• Data for review:
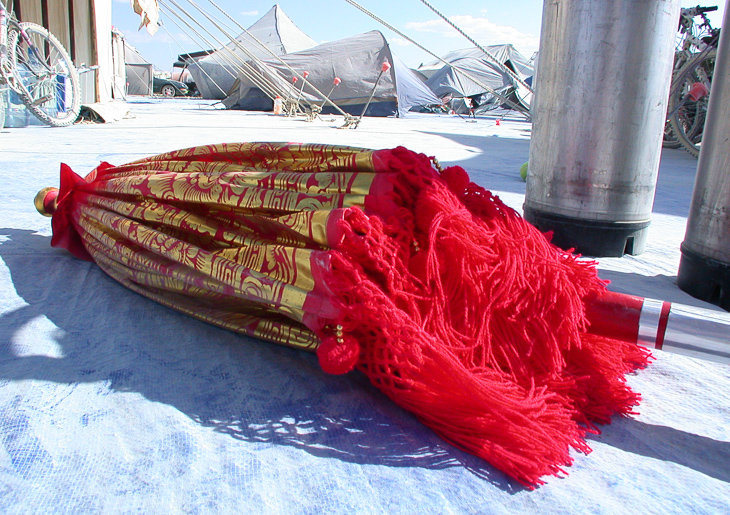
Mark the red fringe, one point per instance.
(470, 318)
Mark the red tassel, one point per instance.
(468, 317)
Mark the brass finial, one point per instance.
(45, 201)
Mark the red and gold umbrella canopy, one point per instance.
(450, 303)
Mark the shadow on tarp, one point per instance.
(251, 390)
(705, 455)
(675, 180)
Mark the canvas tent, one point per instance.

• Instructions to follow: The answer should hold every entry exactly as given and no pictures at all.

• Exercise result:
Mark the red fringe, one point per instance.
(470, 318)
Mark the red tassel, one point per instance.
(468, 317)
Mark the brass finial, one point per instance.
(45, 201)
Mark the red and gold umbrella canopy, one point per instance.
(450, 303)
Mark the shadow on tarp, one point per instance.
(251, 390)
(705, 455)
(675, 180)
Mark the canvas tent, one point per instance.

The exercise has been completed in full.